Exercise goal » Leaving out every picture, quote the data below exactly as it appears.

Dataset records »

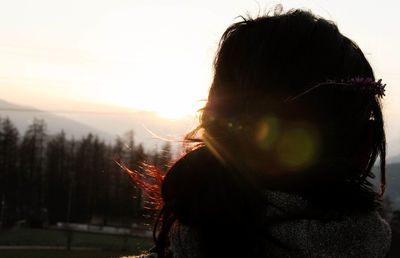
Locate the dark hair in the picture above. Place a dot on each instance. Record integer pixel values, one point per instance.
(256, 135)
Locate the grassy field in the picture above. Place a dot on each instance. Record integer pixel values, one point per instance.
(116, 246)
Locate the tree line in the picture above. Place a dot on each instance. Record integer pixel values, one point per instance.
(49, 178)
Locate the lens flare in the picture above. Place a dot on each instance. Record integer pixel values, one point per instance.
(267, 132)
(298, 147)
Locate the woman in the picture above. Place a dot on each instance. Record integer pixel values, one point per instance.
(287, 140)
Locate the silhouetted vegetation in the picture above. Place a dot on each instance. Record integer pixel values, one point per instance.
(49, 178)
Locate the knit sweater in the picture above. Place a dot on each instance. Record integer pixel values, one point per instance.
(347, 235)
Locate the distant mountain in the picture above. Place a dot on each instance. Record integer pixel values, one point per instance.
(106, 121)
(22, 117)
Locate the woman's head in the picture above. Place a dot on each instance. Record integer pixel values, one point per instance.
(281, 113)
(261, 66)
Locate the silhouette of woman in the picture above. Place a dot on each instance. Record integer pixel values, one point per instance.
(287, 140)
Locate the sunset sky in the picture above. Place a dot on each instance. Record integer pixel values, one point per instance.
(157, 55)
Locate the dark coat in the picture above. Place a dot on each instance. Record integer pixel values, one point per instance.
(344, 235)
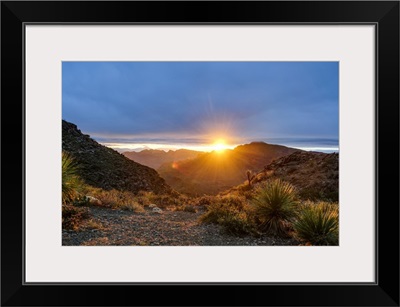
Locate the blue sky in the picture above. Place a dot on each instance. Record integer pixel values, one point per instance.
(134, 105)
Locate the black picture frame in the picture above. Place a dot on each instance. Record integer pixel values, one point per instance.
(383, 14)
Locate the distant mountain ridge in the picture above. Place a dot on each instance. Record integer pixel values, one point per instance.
(104, 167)
(314, 174)
(214, 172)
(154, 158)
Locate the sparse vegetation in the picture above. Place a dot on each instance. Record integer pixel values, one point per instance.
(232, 213)
(71, 182)
(275, 206)
(250, 176)
(318, 223)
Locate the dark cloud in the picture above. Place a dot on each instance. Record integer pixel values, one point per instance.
(197, 99)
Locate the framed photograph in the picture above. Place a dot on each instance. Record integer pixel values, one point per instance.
(240, 146)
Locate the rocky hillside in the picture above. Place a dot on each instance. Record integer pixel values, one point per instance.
(104, 167)
(155, 158)
(314, 174)
(214, 172)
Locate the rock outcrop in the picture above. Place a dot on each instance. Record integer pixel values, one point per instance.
(103, 167)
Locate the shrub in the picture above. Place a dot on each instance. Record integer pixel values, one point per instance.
(232, 213)
(71, 182)
(186, 208)
(318, 223)
(275, 206)
(72, 217)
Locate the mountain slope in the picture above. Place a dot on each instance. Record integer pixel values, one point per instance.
(155, 158)
(314, 174)
(103, 167)
(211, 173)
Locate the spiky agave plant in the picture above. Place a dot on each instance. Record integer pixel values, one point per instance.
(275, 206)
(318, 223)
(71, 182)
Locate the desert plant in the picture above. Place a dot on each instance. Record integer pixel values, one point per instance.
(71, 182)
(250, 176)
(318, 223)
(232, 213)
(275, 206)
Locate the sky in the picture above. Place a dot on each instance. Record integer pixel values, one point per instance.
(171, 105)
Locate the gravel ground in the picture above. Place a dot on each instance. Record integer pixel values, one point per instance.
(170, 228)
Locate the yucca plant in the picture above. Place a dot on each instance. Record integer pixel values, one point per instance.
(318, 223)
(275, 206)
(71, 182)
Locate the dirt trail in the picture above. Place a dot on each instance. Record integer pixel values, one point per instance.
(170, 228)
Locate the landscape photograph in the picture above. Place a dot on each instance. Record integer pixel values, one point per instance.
(200, 153)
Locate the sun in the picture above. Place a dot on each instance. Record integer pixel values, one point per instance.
(219, 145)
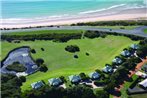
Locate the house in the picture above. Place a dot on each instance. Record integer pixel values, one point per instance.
(37, 85)
(108, 69)
(75, 78)
(144, 68)
(134, 46)
(94, 75)
(55, 81)
(143, 84)
(34, 66)
(125, 53)
(117, 60)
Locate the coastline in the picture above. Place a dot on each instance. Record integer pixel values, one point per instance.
(129, 14)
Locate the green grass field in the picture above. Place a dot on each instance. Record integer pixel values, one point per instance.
(118, 27)
(60, 62)
(145, 30)
(43, 32)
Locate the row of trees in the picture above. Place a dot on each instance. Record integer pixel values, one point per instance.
(78, 91)
(121, 75)
(60, 37)
(112, 23)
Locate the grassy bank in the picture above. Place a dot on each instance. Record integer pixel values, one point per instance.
(145, 31)
(60, 62)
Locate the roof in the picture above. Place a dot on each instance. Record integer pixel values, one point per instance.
(74, 78)
(37, 85)
(134, 46)
(94, 75)
(125, 53)
(108, 69)
(55, 81)
(117, 60)
(144, 83)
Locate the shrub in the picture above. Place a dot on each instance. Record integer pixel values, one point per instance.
(33, 51)
(17, 67)
(72, 48)
(39, 61)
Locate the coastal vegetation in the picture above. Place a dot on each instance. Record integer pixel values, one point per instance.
(113, 23)
(103, 46)
(57, 59)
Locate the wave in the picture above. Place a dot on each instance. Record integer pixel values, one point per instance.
(93, 11)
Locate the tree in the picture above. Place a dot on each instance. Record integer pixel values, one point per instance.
(102, 94)
(83, 76)
(22, 78)
(39, 61)
(43, 68)
(72, 48)
(142, 51)
(33, 51)
(17, 67)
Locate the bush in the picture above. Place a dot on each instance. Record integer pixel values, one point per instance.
(33, 51)
(42, 49)
(72, 48)
(17, 67)
(76, 56)
(39, 61)
(43, 68)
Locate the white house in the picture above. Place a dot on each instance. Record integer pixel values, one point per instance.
(37, 85)
(75, 78)
(144, 83)
(94, 75)
(55, 81)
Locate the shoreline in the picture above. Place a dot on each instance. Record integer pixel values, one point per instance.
(130, 14)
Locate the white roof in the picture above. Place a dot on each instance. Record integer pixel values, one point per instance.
(143, 83)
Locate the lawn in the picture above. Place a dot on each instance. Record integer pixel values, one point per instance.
(145, 30)
(118, 27)
(126, 86)
(139, 96)
(43, 32)
(60, 62)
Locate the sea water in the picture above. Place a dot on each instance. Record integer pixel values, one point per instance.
(23, 9)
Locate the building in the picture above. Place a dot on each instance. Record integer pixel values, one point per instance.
(75, 78)
(55, 81)
(125, 53)
(108, 69)
(37, 85)
(143, 84)
(117, 60)
(94, 75)
(134, 46)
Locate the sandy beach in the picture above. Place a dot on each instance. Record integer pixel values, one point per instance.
(131, 14)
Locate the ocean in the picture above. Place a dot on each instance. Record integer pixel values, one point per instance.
(22, 9)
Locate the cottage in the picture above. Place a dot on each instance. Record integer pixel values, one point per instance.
(125, 53)
(55, 81)
(143, 84)
(108, 69)
(134, 46)
(117, 60)
(37, 85)
(75, 78)
(94, 75)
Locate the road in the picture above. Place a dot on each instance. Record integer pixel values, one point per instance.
(137, 31)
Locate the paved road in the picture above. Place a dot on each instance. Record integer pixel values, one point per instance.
(137, 31)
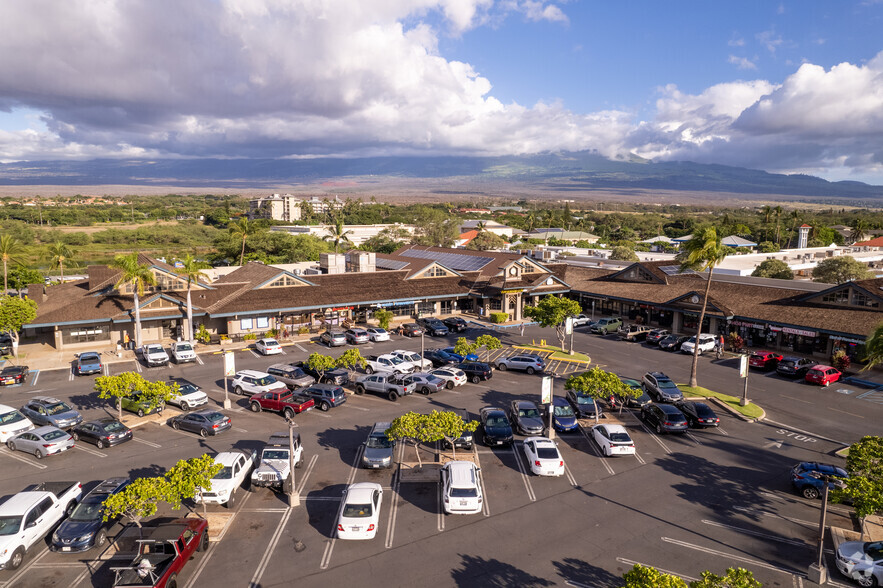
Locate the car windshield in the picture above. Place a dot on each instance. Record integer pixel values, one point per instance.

Finished task »
Locate the dark hair in the picture above. Place a dot on each instance. Record integer pixel values, one point per instance.
(256, 135)
Locate the grassy field in the picture above. Place a dot on each instance. Record integer pixel values, one point per instance.
(116, 246)
Locate the tree line in the picture above. Place a dot on each instance. Record integer pixel values, one point per instance.
(49, 178)
Locate the lens flare in the picture above. Place a dot on each instance. Record integer pixel values, one point per instance.
(267, 132)
(298, 147)
Locate the woman in the picture above. Place a dot on each instance. Record integer pixel values, one point per instance.
(287, 140)
Locate the silhouetted vegetation in the picture above. Place a dot on each instance. Record integer pixel values, one point per instance.
(49, 178)
Locate the knit sweater in the picture above. Place a dot on each instance. Record integer pixel values, one point per instance.
(347, 235)
Locate the distant mountain in the picture above. Place a dot on each instance. Record integer pixel values, one point per instance.
(106, 121)
(22, 117)
Locate the woman's head in the picture above. Place a dot on each instance. Record integer pixel values, one point per instance.
(281, 113)
(261, 66)
Locate the silhouette of woman in the picture above. Place a dot on each instance. Record integer pixel values, one point per instance.
(287, 140)
Locate the sunset sky in the picture above. Place a dot on each instance. Record integer pixel values, one point per instance.
(157, 55)
Locate the dark coat in the picture above. Place a dot on each instance. Record integer pixel values, one point per instance.
(344, 235)
Locate the blue sky in the picture above. Place a dot on each instance. Record integer pixel values, one point per instance.
(134, 105)
Locate the black picture frame in the picture above. Place a dot on each instance. Record integer pixel values, one point per instance.
(383, 14)
Locate the distant mountain ridge in the picture above. Place a dot on each instance. Record integer pixel values, one point per instance.
(104, 167)
(314, 174)
(214, 172)
(154, 158)
Locate the sparse vegetation in the picture above. Place a dot on each instance. Record integer pixel values, one point per instance.
(232, 213)
(71, 182)
(275, 206)
(250, 176)
(318, 223)
Locate the dark cloud in the picture above. Place a dot on each instance. Record integer pixel values, one point per instance.
(197, 99)
Locate the framed photograph in the picture above. Place a dot on each instance. Record integer pixel values, one point per instance.
(240, 146)
Locate the rocky hillside in the picture above. Place a dot on each instance. Record integer pixel values, one point per instance.
(104, 167)
(155, 158)
(314, 174)
(214, 172)
Locate the rock outcrop in the picture above. Place a dot on each instance. Record integer pixel values, one point per instance.
(103, 167)
Locate the shrub in the picture above. Place a dot on each instance. Record integer pixel values, one point per instance.
(232, 213)
(71, 182)
(186, 208)
(318, 223)
(275, 206)
(72, 217)
Locate the mountain slope in the picture above. Place a dot on each instance. Record integer pixel values, one point per instance.
(155, 158)
(314, 174)
(103, 167)
(211, 173)
Locate the spiky agave plant in the picture above. Place a dot on each instance. Record integer pixel values, one point per instance.
(275, 206)
(318, 223)
(71, 182)
Locate the desert plant in the picture above. Place a dot on each instance. Record integer pixel values, one point per instance.
(71, 182)
(250, 176)
(318, 223)
(232, 213)
(275, 206)
Locate the sky in the picture above. Place a dot on each instance. Record integer pixel values, one point per instance.
(171, 105)
Locate the gravel ground in the picture above. Place a dot on each instance. Record integer pixel values, one point per instance.
(170, 228)
Locate the yucca plant in the picture above. Place a dot on each instance. Record integer pixel values, one point per instance.
(318, 223)
(275, 206)
(71, 182)
Locate the dirt trail in the picture above. Place a dot on each instance. Record integer pixel values, one point per instance.
(170, 228)
Locate the landscape photograph in the picture above. Place a dot on each instance. Record integer pixel values, one point per instance.
(200, 153)
Locate the sun in the picture above. Place a dot on each instance. Record integer pixel values, one point per instance.
(219, 145)
Locate the house in the picture above. Place a dot on each instance. Record integer pixel values, one point per instance.
(37, 85)
(108, 69)
(75, 78)
(144, 68)
(134, 46)
(94, 75)
(55, 81)
(143, 84)
(34, 66)
(125, 53)
(117, 60)
Locate the coastline in the picture above. Place a dot on each instance. Record integer pixel values, one point per instance.
(129, 14)
Locate the green grass field in the picture above. Place a dot on each instance. Record integer pixel values, one point per instance.
(118, 27)
(60, 62)
(145, 30)
(43, 32)
Locate the row of trees in the picture above. Place a dot on each instance. Record integer pixel values, one point per instance.
(78, 91)
(121, 75)
(60, 37)
(112, 23)
Locate the grassy bank in the picture above. Place a dot on each instance. Record integer pixel values, one point per instance.
(145, 31)
(60, 62)
Locate the roof in the picture above. Place a dot on each instance. Record integer pixel values, one point per instance.
(74, 78)
(37, 85)
(134, 46)
(94, 75)
(125, 53)
(108, 69)
(55, 81)
(117, 60)
(144, 83)
Locate the shrub in the picture above. Place a dot on each instance. Record integer pixel values, one point per instance.
(33, 51)
(17, 67)
(72, 48)
(39, 61)
Locate the coastal vegetation in the picture above. Place a dot on each instance. Record integer pixel values, one point per instance.
(113, 23)
(103, 46)
(57, 59)
Locate the wave in the picture above. Place a dot on each instance. Record integer pixel values, one point per instance.
(93, 11)
Locate the tree in the picture above. Place a dot on each instance. Record integer pixel values, one point per instance.
(102, 94)
(83, 76)
(22, 78)
(39, 61)
(43, 68)
(72, 48)
(142, 51)
(33, 51)
(17, 67)
Locate the bush in the picture above. Place a dot on each instance. Record integer pixel values, one point per instance.
(33, 51)
(42, 49)
(72, 48)
(17, 67)
(76, 56)
(39, 61)
(43, 68)
Locate the white house in the picture above. Place a dot on each instance. Record integer pixel values, one point per instance.
(37, 85)
(75, 78)
(144, 83)
(94, 75)
(55, 81)
Locate the shoreline in the picture above. Place a dot on each instance. Record integer pixel values, one point per instance.
(130, 14)
Locate the white roof in the picture above. Place a dot on each instance. Record integer pixel values, one point per instance.
(143, 83)
Locate the lawn in the picture above. Place a dot on each instance. Record integer pixel values, one point per instance.
(145, 30)
(118, 27)
(126, 86)
(139, 96)
(43, 32)
(60, 62)
Locate the sea water in the picture above. Place a dot on each instance. Record integer pixel values, one point per instance.
(23, 9)
Locate the building in the picture above. Place a dot on each instance. Record integer pixel values, one point per instance.
(75, 78)
(55, 81)
(125, 53)
(108, 69)
(37, 85)
(143, 84)
(117, 60)
(94, 75)
(134, 46)
Locate the sandy beach in the picture above. Place a dot on each instance. Record integer pixel values, one point per instance.
(131, 14)
Locate the ocean in the picture above. Place a dot on each instance. Record integer pixel values, one point per instance.
(22, 9)
Locate the cottage in the picture above. Place a dot on each instance. Record integer pixel values, one point per instance.
(125, 53)
(55, 81)
(143, 84)
(108, 69)
(134, 46)
(117, 60)
(37, 85)
(75, 78)
(94, 75)
Locate the road in the picture above. Place a dot on each instance. Record integer pixel values, one point per instance.
(137, 31)
Locate the paved road in the picture above. Place a dot on each instance. Record integer pixel values, one point per instance.
(137, 31)
Locate the car windshield in the picture above. Place a dot on each instance. Record integer pixel values, one point per instance.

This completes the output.